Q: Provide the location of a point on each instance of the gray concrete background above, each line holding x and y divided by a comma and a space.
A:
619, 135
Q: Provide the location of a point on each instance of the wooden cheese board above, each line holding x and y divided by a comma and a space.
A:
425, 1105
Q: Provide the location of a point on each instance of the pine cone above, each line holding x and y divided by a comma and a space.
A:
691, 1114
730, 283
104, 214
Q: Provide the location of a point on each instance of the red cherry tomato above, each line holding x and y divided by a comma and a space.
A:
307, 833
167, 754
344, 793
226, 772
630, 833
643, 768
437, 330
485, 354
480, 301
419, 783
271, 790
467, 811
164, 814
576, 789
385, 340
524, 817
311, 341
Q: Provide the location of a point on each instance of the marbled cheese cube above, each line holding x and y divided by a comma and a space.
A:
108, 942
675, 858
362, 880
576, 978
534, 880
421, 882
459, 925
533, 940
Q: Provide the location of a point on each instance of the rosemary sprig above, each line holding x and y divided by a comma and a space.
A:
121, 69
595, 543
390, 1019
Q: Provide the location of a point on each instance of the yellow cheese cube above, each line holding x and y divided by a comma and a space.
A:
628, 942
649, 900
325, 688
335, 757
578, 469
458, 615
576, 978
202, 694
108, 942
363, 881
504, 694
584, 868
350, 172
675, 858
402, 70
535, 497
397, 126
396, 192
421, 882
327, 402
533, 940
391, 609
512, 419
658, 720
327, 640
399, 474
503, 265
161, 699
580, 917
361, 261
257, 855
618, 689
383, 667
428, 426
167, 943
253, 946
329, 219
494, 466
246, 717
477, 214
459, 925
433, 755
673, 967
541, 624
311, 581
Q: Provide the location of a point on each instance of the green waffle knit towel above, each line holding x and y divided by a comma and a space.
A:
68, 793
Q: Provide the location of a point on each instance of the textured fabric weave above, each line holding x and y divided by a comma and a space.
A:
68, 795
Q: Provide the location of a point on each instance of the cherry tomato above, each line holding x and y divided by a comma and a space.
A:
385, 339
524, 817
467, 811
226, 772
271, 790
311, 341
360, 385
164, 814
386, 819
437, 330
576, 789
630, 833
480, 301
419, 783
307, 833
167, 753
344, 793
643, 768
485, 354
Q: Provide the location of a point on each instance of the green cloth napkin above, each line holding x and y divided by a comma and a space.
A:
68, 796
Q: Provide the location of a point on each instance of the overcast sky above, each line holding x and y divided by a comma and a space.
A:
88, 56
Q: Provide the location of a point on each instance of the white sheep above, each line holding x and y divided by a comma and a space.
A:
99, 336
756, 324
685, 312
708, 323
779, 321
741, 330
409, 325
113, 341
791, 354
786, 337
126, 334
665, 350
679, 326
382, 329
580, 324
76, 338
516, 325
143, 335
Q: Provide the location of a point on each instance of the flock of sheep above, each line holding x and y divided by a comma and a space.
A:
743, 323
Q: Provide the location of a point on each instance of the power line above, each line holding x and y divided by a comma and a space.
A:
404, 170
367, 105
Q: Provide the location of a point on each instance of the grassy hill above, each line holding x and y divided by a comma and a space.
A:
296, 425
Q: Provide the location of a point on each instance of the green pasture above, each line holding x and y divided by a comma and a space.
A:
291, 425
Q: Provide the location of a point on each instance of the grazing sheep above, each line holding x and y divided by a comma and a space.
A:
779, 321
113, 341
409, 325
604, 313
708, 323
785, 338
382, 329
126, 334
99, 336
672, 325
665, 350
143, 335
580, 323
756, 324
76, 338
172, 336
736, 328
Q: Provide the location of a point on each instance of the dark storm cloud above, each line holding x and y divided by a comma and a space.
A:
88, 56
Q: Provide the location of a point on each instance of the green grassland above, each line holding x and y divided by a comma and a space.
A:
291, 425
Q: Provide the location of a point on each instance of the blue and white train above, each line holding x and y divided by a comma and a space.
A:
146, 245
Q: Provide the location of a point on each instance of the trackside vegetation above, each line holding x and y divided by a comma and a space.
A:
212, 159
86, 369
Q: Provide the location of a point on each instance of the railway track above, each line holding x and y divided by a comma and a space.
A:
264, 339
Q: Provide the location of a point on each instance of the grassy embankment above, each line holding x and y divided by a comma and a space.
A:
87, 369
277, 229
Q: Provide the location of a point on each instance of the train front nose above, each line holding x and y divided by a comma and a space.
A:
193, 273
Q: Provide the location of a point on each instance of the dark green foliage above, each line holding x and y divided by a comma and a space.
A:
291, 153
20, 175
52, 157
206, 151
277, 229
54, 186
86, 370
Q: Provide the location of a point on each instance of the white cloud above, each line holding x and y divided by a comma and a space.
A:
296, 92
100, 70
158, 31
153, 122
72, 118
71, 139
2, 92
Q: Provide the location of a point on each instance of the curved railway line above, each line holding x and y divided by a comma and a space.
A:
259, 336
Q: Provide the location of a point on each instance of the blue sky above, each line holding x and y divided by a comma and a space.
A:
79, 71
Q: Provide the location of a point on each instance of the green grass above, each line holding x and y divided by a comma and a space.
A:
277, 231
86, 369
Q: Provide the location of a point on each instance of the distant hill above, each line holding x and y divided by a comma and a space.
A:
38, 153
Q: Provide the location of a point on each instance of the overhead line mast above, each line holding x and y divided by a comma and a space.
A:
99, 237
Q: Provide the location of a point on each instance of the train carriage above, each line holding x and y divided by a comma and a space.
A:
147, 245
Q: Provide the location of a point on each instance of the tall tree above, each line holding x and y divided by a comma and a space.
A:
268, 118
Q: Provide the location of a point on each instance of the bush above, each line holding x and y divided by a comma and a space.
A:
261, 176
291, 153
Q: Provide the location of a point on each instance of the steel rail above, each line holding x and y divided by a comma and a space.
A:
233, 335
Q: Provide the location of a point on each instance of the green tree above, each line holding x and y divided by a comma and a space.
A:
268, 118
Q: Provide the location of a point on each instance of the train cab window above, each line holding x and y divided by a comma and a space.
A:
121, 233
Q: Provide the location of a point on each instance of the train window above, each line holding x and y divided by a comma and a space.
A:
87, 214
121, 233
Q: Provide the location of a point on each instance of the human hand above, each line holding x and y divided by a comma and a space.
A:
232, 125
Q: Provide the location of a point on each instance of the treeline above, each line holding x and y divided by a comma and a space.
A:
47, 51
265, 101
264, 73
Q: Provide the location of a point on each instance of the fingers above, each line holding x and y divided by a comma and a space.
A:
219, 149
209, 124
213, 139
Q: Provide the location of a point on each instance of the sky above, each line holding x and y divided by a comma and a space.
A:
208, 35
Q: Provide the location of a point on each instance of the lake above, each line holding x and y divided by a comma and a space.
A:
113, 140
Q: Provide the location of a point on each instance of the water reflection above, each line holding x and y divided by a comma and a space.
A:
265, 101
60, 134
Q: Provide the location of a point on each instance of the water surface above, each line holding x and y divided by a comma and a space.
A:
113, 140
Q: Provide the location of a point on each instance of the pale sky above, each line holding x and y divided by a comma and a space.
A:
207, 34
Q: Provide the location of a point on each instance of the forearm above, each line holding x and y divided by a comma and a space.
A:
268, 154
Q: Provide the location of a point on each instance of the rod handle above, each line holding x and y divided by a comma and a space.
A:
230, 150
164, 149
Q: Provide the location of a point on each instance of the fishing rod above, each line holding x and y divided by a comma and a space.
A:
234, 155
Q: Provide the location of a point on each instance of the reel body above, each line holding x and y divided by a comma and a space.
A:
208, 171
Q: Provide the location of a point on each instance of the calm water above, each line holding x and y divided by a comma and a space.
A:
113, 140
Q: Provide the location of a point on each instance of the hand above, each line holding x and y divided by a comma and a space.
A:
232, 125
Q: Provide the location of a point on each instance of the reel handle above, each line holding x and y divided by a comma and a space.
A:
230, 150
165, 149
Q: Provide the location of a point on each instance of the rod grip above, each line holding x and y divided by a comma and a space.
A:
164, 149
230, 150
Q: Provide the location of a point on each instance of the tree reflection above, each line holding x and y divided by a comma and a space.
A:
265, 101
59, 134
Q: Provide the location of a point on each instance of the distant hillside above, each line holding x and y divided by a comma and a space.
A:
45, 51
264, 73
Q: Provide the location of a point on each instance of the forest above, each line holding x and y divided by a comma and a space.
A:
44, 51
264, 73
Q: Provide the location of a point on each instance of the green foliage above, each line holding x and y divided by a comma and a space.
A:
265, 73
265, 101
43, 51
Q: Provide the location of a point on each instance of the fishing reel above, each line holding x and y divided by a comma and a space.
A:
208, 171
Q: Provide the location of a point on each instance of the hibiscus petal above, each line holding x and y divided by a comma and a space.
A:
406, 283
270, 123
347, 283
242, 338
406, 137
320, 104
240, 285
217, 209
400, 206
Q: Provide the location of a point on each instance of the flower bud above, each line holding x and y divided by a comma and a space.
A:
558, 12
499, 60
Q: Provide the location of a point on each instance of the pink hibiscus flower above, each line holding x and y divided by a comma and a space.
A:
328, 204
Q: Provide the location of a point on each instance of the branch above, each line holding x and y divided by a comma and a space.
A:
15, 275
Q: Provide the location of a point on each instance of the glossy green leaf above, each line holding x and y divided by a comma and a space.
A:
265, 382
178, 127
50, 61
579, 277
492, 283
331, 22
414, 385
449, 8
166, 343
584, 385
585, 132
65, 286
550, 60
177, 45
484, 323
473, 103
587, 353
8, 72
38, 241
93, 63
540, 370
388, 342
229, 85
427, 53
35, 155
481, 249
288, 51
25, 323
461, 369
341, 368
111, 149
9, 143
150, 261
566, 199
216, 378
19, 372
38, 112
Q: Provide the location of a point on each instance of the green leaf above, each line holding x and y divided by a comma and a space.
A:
· · · · ·
All lines of the material that contain the word "foliage" should be listed.

## Answer box
Q: Provide the location of a point on each instance of the dark green foliage above, each line holding x and y divided by a comma and a space.
Q: Provide the location of a point on each instance of the green foliage above, each line holding x and y divided by a comma and a space.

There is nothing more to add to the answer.